## QUOTED TEXT
▼▼▼
As a woman, I would say that size does matter. It's like Goldilocks. Some are too small. Some are too big. You look for the one that is just right.


----------



## alexm

*Re: &quot;You're Not The Biggest I've Ever Had&quot;*



Ikaika said:


> I think if you ask most people, they know their own flaws. Those that do not and assume they are gods gift to the world will not be emotionally dependent. I'm no psychologist, but I think emotional dependence may have little to do with these sorts of comments, they are far more deep seeded personal issues.
> 
> I have had very short term relationships with women you might call emotionally dependent. I ran quickly in the other direction. Needless to say, compliments to my wife have not resulted in this same behavior, emotional dependence. She is a confident and beautiful woman, I would have it no other way.


I agree with this fully.

I know what I am physically, and it's nothing extraordinary, truly. I'm not tall, but I still fit within the paramaters of "average height" (the low end...). I'm neither fit nor fat. My junk is at the higher end of average, but it still falls within the average range. I'm not great looking, but I'm not ugly.
▲▲▲
## JOBS
1: Can you quote the part of the forum thread that opens with the words containing "I know what" and closes with "I'm not ugly."?
2: Would you extend the forum thread, picking up right after its last sentence?
The listing comes from a different source than the forum thread.

## INFORMATION SHOWN
▼▼▼
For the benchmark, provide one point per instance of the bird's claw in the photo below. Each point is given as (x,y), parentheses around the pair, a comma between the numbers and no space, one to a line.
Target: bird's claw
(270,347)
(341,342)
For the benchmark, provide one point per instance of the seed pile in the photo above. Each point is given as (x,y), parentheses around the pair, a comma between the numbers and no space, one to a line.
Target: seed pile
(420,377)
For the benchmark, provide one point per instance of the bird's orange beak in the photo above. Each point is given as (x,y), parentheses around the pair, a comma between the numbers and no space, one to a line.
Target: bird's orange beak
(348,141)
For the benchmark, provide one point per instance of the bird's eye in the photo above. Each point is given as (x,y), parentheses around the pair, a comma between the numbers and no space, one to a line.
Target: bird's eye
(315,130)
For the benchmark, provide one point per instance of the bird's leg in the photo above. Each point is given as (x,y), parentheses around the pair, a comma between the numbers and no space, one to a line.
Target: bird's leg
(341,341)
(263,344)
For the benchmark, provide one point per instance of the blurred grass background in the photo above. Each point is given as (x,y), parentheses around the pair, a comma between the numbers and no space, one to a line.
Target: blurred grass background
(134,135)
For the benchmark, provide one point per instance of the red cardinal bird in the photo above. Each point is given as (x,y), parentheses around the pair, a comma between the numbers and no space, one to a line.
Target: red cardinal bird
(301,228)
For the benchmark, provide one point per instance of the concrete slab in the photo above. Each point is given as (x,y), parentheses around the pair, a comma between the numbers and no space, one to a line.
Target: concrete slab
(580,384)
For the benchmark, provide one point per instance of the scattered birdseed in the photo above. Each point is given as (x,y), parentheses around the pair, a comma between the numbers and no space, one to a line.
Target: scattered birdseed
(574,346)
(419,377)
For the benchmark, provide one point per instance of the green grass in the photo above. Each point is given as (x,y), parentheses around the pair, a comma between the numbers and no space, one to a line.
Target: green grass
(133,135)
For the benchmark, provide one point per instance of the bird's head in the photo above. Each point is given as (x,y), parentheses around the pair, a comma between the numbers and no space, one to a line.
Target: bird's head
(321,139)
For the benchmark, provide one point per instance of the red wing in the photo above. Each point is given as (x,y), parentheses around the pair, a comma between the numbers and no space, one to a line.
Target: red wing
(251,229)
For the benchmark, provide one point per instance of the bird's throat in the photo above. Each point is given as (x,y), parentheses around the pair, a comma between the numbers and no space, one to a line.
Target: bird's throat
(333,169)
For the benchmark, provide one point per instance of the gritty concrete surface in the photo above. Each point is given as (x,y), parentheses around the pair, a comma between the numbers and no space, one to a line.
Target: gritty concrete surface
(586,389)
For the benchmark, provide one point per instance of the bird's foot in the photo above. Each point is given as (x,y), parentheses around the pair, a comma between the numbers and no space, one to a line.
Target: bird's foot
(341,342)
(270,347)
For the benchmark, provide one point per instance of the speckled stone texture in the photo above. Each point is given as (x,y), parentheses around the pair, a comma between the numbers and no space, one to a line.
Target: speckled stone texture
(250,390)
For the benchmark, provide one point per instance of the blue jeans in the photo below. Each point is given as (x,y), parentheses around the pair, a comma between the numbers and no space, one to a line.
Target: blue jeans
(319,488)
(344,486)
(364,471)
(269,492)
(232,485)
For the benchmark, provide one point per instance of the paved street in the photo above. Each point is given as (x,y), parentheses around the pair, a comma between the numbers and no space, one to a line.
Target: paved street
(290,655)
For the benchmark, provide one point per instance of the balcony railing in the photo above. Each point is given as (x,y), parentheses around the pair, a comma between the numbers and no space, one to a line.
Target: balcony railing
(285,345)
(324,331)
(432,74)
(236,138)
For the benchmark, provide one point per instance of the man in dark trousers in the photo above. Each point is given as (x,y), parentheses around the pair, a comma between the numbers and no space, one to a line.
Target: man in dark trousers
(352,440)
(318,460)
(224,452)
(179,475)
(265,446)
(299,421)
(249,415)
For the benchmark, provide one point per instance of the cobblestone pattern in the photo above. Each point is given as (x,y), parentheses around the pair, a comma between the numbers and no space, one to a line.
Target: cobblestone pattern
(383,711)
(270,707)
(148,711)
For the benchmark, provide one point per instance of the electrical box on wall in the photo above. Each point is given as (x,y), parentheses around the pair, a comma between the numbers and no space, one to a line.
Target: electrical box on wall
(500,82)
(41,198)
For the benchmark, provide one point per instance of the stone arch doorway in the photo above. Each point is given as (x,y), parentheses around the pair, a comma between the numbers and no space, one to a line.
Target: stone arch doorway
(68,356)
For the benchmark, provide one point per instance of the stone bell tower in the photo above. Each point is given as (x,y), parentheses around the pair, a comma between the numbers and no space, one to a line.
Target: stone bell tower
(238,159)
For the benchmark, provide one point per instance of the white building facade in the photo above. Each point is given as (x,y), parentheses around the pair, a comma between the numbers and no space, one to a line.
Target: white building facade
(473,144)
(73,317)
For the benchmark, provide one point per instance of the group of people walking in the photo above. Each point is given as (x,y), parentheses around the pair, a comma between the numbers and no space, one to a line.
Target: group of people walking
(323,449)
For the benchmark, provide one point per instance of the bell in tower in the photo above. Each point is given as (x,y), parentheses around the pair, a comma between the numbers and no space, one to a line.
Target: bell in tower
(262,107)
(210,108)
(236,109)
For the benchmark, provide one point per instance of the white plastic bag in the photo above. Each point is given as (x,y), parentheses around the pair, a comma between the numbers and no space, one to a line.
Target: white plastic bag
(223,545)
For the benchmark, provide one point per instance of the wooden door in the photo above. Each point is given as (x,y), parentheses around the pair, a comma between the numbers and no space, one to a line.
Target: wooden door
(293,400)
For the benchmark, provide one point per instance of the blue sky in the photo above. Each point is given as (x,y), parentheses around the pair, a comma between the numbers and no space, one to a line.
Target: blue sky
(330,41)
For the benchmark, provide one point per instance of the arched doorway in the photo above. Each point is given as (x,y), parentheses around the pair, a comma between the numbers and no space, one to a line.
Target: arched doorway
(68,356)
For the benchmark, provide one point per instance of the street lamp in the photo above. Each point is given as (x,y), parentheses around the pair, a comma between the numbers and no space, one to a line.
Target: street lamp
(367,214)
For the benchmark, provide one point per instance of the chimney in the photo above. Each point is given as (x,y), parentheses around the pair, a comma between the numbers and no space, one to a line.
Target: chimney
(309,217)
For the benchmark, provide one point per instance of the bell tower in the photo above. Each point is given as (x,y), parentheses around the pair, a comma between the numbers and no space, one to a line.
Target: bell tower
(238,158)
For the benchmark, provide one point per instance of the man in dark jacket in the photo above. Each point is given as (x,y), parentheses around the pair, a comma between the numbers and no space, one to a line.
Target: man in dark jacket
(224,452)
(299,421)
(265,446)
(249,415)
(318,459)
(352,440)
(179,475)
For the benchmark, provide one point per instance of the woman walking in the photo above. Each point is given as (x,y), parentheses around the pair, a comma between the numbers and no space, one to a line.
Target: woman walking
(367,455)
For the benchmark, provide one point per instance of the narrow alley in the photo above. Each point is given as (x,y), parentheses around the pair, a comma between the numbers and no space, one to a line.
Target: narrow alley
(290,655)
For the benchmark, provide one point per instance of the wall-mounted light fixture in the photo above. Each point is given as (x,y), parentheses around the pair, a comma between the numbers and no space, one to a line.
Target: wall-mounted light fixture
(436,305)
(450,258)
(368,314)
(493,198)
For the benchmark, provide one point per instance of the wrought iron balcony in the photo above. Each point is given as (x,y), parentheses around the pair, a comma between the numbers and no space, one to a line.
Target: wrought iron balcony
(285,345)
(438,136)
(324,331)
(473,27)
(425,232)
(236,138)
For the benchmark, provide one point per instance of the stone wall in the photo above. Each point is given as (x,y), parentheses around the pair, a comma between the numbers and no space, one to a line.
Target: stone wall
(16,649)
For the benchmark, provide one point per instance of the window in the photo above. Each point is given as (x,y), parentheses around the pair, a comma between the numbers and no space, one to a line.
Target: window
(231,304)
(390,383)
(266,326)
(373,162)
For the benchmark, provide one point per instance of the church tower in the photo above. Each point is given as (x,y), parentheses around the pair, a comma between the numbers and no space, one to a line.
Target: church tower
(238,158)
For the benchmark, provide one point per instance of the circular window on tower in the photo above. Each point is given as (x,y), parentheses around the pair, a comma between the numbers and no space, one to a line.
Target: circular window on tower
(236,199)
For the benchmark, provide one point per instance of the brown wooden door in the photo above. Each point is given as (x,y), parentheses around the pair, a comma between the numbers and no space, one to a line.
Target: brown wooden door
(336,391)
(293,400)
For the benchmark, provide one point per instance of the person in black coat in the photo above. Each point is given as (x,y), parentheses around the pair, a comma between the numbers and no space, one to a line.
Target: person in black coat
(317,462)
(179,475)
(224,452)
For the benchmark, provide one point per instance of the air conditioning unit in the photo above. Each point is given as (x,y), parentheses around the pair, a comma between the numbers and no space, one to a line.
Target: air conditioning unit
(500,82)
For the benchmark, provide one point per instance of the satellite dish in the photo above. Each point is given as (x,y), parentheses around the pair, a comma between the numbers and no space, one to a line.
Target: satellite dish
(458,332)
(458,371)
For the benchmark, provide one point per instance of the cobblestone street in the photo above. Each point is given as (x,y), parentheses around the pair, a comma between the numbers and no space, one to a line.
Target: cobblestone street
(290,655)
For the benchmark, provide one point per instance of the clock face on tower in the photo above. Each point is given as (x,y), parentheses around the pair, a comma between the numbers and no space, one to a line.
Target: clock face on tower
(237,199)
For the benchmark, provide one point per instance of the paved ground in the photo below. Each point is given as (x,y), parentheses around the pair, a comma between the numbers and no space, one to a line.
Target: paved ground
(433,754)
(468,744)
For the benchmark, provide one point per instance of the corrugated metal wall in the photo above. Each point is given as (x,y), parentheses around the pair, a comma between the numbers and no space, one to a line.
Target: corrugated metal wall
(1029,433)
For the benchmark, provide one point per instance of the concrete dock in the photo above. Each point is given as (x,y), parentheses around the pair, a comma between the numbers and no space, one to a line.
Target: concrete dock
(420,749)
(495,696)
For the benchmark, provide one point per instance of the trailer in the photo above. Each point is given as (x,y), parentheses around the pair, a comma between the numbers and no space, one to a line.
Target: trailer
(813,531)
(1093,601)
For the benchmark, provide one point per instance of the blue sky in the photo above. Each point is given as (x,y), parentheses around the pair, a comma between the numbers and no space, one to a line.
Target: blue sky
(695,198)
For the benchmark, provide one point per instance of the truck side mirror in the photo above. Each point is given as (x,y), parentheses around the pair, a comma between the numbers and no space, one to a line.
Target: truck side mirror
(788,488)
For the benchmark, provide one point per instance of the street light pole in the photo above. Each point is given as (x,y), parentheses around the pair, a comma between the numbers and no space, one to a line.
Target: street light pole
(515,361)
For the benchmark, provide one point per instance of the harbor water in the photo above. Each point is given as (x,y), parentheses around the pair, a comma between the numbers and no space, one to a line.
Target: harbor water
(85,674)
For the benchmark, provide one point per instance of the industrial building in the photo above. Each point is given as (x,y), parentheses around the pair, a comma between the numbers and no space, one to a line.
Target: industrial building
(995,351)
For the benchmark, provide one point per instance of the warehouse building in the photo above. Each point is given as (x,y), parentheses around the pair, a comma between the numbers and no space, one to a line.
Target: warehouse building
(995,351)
▲▲▲
## RESPONSES TO THE EXERCISE
1:
I know what I am physically, and it's nothing extraordinary, truly. I'm not tall, but I still fit within the paramaters of "average height" (the low end...). I'm neither fit nor fat. My junk is at the higher end of average, but it still falls within the average range. I'm not great looking, but I'm not ugly.

2:
My wife doesn't compliment me physically. It bothered me once in a while, but when I sit back and think of it, there's nothing to really compliment, truth be told. Doesn't mean I think badly of myself, or her of me. It just means that if she were to tell me I have the sexiest body she's ever seen, or the biggest penis she's ever had, or I'm the tallest, it wouldn't be believable. Instead, she's let it be known that she's dated shorter men, fatter men, and men with smaller penises. (maybe it was all the same person. Poor guy!)


----------



## jld

wild jade said:


> I've made quite a number of small willy cracks to my hubby over the years, and it doesn't bother him at all. He's even made his own small willy cracks about himself. He's not at all insecure about his size.


Dug, either. Not that I have ever made comments about his or any other man's penis size. Honestly, I have not had enough other penises inside me to make any kind of valid comparison between them, or to know what is "big" or what is "small." I just know his feels good to me.



> Which is probably why he didn't think I'd much care about the "not all that" cracks he's made to me. He's assuming I'm secure enough ito not be upset by something so stupid. And usually he'd be right, as I've put myself down looks-wise many many times over the years.
> 
> But sometimes these comments find their way under your skin and sting.


When that happens to me, I know I have some work to do. It is an opportunity to come to peace with whatever is bothering me.

Sure can take time to get there, though.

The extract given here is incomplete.